**STATED PROBLEM**.
Copy out the final stretch of the listing: the line that contains "In the photo above, where can the fluffy" and all lines after it, exactly as they appear.

**LISTED RECORDS**.
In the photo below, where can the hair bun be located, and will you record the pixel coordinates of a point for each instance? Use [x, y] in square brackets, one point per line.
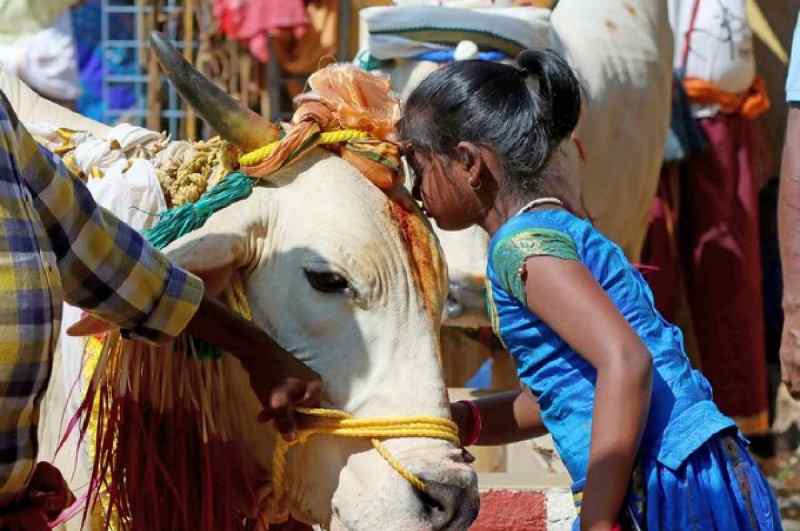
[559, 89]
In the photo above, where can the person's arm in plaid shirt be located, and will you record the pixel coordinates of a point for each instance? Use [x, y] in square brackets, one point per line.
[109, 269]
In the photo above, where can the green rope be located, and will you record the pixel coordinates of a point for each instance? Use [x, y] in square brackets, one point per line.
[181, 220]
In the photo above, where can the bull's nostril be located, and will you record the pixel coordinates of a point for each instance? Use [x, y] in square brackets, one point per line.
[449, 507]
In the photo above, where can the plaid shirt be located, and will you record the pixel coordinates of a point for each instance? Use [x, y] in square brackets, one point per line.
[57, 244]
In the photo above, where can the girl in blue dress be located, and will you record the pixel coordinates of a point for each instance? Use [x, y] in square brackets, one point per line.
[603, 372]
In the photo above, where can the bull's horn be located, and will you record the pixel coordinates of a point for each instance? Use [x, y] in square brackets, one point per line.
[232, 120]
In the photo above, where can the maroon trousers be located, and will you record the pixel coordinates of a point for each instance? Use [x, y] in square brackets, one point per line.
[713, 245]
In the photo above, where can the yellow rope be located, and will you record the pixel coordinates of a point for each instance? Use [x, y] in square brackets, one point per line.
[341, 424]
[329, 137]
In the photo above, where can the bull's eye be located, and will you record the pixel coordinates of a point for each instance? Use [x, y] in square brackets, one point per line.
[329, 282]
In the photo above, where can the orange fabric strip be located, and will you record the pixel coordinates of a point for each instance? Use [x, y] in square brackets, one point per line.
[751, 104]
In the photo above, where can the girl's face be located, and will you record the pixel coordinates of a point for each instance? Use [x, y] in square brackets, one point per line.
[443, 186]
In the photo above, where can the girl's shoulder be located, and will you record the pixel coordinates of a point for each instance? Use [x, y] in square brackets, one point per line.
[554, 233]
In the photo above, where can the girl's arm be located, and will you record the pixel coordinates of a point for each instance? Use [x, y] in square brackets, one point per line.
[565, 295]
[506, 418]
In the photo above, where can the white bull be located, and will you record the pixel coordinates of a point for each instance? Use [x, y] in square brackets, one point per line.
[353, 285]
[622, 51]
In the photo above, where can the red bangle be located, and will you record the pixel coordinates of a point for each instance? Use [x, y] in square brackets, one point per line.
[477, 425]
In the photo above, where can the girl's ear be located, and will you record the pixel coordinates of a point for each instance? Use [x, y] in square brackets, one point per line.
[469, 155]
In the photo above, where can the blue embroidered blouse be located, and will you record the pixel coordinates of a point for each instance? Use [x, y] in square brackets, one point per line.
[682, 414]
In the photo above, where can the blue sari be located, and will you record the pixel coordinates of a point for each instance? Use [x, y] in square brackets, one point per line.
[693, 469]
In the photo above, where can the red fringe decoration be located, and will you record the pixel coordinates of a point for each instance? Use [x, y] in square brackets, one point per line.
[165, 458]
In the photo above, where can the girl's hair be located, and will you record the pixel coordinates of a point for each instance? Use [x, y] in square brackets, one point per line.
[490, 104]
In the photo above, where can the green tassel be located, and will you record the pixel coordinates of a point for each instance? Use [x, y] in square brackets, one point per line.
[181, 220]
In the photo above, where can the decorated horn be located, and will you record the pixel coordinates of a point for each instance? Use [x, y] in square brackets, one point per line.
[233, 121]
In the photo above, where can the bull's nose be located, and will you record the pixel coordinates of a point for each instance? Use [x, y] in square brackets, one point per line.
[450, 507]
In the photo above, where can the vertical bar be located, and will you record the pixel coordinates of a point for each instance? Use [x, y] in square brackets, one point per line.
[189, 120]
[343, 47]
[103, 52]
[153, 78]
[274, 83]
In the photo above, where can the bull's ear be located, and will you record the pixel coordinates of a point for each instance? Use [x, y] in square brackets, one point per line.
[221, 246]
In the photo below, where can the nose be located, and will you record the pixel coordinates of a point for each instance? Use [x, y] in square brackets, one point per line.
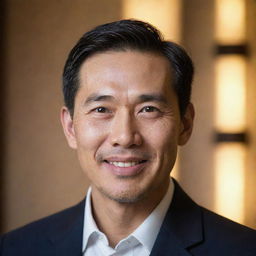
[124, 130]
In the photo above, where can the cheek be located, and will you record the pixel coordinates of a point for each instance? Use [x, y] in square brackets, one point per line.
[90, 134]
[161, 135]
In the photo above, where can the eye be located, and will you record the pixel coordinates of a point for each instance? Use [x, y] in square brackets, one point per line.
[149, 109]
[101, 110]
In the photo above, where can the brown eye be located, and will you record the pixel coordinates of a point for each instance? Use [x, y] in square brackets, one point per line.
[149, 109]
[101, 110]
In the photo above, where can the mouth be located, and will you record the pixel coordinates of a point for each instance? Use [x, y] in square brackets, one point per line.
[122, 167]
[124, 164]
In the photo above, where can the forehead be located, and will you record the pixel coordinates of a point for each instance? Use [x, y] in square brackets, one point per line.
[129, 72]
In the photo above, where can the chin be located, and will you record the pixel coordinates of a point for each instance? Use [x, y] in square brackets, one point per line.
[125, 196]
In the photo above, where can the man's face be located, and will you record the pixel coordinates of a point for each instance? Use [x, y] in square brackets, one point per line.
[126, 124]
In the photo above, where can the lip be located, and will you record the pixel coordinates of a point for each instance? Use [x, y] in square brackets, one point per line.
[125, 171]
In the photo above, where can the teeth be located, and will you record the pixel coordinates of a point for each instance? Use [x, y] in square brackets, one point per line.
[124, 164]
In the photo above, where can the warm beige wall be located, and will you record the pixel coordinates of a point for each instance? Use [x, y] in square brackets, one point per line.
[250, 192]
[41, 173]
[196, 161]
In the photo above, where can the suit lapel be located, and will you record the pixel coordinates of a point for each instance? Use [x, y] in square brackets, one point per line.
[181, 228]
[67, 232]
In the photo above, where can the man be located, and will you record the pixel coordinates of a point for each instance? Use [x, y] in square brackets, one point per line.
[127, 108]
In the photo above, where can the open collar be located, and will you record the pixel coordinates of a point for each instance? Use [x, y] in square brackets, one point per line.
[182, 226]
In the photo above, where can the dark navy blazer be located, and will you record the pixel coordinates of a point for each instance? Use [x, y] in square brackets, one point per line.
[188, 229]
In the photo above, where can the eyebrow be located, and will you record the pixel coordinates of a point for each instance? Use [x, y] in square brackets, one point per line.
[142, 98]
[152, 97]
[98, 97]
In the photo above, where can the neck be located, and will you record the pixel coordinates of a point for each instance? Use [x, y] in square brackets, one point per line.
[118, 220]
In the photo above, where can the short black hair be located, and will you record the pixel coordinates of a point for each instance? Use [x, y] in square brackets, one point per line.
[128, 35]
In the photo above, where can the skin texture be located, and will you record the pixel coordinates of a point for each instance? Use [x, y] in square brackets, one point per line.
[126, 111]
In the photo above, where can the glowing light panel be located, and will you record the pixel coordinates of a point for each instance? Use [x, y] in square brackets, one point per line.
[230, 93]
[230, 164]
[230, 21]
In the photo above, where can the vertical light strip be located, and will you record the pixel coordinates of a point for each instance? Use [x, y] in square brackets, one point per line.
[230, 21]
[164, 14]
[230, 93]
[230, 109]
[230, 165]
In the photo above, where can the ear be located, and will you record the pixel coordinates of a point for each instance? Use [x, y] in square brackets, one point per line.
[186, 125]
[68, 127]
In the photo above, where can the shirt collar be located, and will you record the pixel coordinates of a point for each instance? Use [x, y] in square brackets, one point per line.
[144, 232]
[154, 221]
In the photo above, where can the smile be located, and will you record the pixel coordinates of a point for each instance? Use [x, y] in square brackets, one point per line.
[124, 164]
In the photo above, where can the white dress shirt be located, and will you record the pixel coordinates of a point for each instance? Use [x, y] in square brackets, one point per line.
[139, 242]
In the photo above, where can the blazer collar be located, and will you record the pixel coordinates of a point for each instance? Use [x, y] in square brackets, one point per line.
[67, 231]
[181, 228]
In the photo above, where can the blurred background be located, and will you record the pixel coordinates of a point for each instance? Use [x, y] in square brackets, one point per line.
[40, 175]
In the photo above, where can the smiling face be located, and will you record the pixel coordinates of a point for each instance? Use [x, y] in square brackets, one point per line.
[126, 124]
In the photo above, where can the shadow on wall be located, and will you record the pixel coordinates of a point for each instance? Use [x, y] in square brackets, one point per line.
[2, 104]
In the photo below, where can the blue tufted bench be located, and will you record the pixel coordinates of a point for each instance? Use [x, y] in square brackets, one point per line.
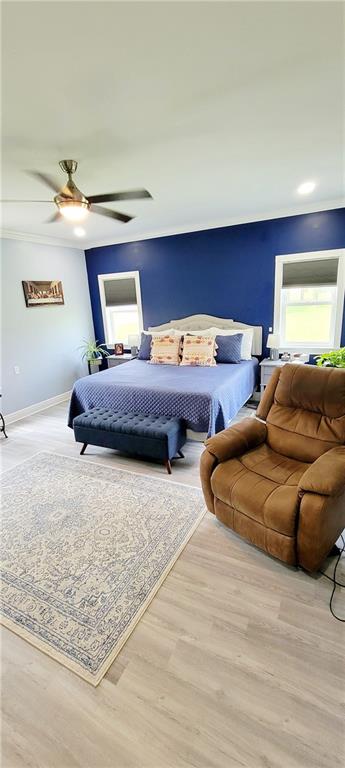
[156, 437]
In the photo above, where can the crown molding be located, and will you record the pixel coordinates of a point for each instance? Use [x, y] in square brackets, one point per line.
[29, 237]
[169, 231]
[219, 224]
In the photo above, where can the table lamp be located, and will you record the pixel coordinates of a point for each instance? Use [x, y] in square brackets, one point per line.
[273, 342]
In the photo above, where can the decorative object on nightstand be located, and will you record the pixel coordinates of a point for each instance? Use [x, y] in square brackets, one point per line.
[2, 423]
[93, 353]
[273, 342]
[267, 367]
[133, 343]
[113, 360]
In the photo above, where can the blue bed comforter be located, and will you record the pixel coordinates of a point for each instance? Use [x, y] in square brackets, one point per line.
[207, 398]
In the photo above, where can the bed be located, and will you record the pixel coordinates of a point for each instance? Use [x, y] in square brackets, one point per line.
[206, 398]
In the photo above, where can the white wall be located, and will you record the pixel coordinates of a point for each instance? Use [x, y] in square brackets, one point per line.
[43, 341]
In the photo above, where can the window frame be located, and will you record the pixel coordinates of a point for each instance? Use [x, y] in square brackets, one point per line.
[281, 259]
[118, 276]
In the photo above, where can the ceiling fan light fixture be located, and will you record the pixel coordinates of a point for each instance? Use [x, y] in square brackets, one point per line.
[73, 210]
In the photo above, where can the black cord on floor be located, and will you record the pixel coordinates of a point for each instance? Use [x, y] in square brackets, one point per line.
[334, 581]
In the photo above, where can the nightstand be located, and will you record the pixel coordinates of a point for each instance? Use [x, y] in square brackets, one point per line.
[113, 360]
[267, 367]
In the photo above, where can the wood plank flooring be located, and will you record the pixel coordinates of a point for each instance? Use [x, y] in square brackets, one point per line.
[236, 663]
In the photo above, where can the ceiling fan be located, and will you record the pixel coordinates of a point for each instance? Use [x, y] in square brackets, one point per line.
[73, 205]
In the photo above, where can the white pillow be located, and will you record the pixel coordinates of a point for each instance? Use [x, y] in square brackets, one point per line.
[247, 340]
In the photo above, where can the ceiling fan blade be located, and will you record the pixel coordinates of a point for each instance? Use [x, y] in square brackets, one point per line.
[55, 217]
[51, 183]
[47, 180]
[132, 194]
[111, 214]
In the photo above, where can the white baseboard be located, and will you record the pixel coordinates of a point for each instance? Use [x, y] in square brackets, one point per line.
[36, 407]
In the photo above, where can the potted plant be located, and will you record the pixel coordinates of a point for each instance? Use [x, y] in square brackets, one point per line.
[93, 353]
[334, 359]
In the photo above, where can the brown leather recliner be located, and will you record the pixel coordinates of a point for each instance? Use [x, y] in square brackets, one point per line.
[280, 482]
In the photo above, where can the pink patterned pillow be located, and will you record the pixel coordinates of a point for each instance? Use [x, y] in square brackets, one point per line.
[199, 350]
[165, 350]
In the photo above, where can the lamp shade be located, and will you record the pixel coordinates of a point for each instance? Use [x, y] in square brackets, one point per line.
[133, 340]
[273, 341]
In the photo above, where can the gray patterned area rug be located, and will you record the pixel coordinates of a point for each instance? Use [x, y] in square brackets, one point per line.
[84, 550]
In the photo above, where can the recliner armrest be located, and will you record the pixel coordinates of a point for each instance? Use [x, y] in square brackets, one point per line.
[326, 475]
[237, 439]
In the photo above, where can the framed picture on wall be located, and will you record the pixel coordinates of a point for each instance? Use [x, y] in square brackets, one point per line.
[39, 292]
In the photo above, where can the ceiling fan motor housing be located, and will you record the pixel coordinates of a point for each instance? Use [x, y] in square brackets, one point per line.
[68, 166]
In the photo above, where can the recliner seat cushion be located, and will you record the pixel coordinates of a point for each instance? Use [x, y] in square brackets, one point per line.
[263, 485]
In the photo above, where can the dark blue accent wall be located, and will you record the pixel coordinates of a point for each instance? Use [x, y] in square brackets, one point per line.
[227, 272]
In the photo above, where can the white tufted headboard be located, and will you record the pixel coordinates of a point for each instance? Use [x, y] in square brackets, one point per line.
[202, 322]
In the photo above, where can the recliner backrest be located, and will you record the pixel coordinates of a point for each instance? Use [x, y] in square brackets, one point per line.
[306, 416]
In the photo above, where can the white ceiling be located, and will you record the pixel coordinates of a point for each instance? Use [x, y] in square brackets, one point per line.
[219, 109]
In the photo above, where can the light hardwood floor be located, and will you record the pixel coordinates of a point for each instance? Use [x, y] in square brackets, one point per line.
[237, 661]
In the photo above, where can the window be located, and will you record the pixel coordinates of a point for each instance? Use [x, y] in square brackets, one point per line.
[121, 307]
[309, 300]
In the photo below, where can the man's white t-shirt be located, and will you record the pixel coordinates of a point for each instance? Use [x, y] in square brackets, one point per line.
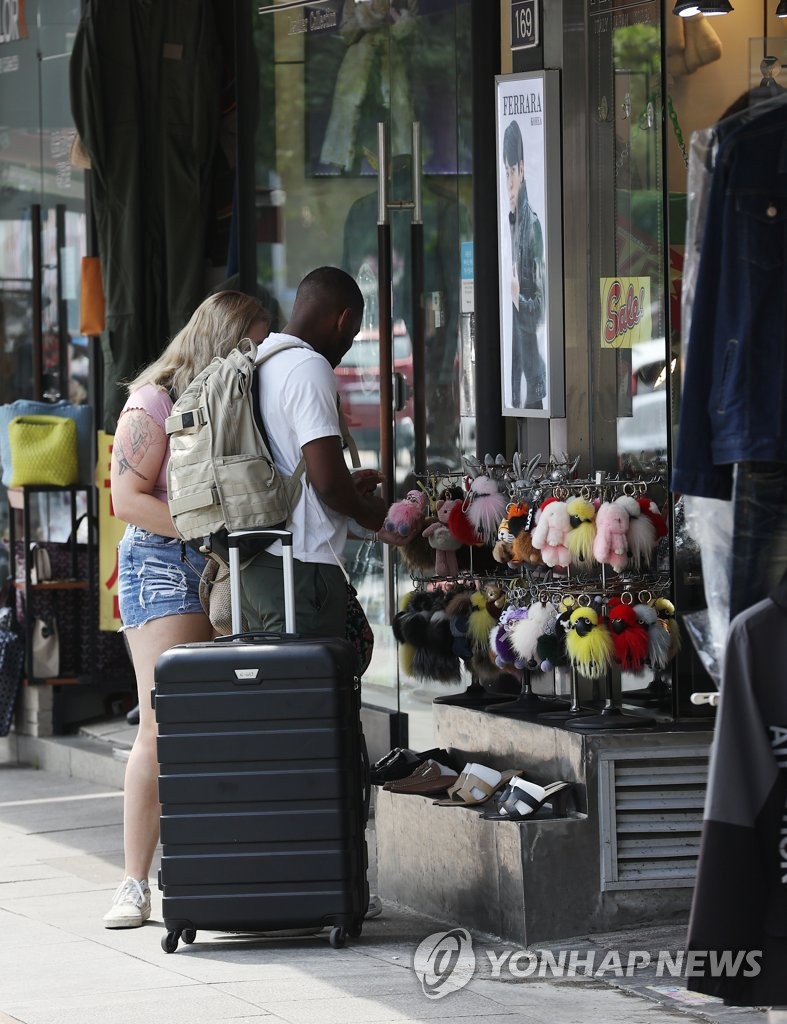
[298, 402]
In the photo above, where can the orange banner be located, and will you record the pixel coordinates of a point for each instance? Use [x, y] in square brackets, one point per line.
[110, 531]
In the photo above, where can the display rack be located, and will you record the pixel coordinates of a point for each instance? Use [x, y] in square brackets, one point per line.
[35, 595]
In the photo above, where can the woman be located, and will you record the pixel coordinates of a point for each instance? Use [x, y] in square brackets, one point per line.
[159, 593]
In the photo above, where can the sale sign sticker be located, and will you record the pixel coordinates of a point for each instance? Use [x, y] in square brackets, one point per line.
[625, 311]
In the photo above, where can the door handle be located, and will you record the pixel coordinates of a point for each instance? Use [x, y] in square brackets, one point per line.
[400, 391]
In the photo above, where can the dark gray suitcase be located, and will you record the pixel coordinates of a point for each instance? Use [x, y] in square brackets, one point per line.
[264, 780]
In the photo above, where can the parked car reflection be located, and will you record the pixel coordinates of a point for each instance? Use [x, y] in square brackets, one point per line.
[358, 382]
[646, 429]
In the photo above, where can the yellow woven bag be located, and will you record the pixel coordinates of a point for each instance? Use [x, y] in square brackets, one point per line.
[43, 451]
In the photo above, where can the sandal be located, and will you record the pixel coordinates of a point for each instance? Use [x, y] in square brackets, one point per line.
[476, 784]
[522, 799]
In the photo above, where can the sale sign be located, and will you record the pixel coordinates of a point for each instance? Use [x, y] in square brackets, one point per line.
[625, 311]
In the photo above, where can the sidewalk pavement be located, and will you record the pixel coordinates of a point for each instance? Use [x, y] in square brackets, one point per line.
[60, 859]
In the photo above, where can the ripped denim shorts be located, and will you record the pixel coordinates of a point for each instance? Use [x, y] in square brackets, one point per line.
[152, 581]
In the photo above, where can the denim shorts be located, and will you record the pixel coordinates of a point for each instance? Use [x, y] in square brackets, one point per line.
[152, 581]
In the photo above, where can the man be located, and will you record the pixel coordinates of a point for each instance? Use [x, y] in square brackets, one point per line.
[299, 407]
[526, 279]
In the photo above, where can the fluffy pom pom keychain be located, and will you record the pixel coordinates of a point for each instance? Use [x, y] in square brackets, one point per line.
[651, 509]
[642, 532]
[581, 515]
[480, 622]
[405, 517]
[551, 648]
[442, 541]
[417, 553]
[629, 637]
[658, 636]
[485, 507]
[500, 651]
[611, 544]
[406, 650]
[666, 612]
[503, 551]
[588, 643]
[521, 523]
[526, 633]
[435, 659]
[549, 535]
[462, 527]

**EXPECTED ANSWER**.
In the photo above, where can the fluffy pom pom keychain be located, and will you record the pixel coordinates of a point for each instance? Use [x, y] in square brackets, one point per line.
[651, 509]
[642, 532]
[581, 515]
[480, 622]
[405, 517]
[551, 648]
[442, 541]
[417, 553]
[629, 637]
[658, 636]
[485, 507]
[500, 651]
[611, 544]
[406, 650]
[666, 612]
[503, 551]
[588, 643]
[521, 523]
[526, 633]
[435, 659]
[549, 535]
[462, 527]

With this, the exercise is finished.